» **Source**
......

The diary of the making of a film. and an on going fascination with birds and their accompanying cast of human characters. By Ceri Levy. Read previous entries, starting here.
Isles Of Scilly – Part 3.
Saturday October 10th
Off we go to Aggie for the Pipit. Sure enough, in the meantime, as predicted, someone on St Agnes has indeed declared the bird to be a Blyth’s Pipit. We get off the boat and race round to Beady Pool at the bottom of Wingletang Down, where the bird is happily wandering and feeding out in the open, allowing easy views for all and immediately there is a murmur that someone would have to be a fool to think it is a Blyth’s. Jim takes 305 photos of the bird and everyone readily agrees after a considerable study period that it is a Tawny Pipit after all. It’s still a pretty good bird to see and I’m happy seeing anything really.
Everyone relaxes into the day on St Agnes and we go and see a Rose-Coloured Starling that has appeared when suddenly we have an emergency on our hands. There has been a possible sighting of an Eastern Bonelli’s Warbler on St Mary’s. This would be a major tick and a life tick for a lot of people I know and we have to work out a way to get back to St Mary’s as the normal boat to take us back is not due for a few more hours, which of course could prove to be way too late. This is a serious business but someone manages to procure The Cyclone, a powerful and fast boat, which can take 12 people at a fiver a head. It’s all a bit James Bond but well worth the money as our boat screams across the surface of the water. On the boat it’s like a group of the oldest six year olds in town but you can feel the tension amongst our group, whilst for me it is pure fun. I love boats! It’s a glorious day and I bask in the soothing sunlight unconcerned by the air of apprehension. Someone has phoned ahead and Spider will be waiting for us in his taxi at the quay to ferry us to the site, which is at a place called Content.

......

» **Dataset content**
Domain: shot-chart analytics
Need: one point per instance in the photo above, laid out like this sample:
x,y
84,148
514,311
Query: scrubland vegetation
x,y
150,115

......

» **Stated problem 1**
Set down the part of the Isles of Scilly birding diary that opens with the words containing "The diary of" and closes with "entries, starting here.".
» **Stated problem 2**
Write the next part of the Isles of Scilly birding diary, starting after its final sentence.
The data was gathered separately from the Isles of Scilly birding diary.

» **Right answer 1**
The diary of the making of a film. and an on going fascination with birds and their accompanying cast of human characters. By Ceri Levy. Read previous entries, starting here.

» **Right answer 2**
By speaking to the landowner, taxi-birder Spider, has managed to get the private field opened up, which all the birders on the island are now flooding into. The hush of reverence is upon the crowd as all bins and scopes focus in the general area of the sighting. People have even flown over from the mainland to twitch this but several hours later no bird has appeared to play to its audience, and the murmurs go round that perhaps there had not been a bird here at all, or that it had been wrongly ID’d. All that appears within the trees are various chiff chaffs and a few tits, and the moaning from the gathering of birders continues. It’s nearing the end of the day and I want to go and watch England play Ukraine in a World Cup qualifier. I have managed to increase my suntan and also my bird list, thanks to a Black Redstart, but no Bonelli’s, which by the way was never seen again. I leave behind a field full of the stench of discontent in Content.
I go to the Bishop and Wolf to watch the England game. Jim’s flatmates are there. Clive, Clive, Simon, Henry, Steve and Pete. Jim’s at home cooking the dinner. The game is the first pay-per-view England game to only be available on the Internet, and due to the novelty value of such an event we have a beer or four. Okay, we would have anyway, but we have a pretty good reason to start a little earlier than normal.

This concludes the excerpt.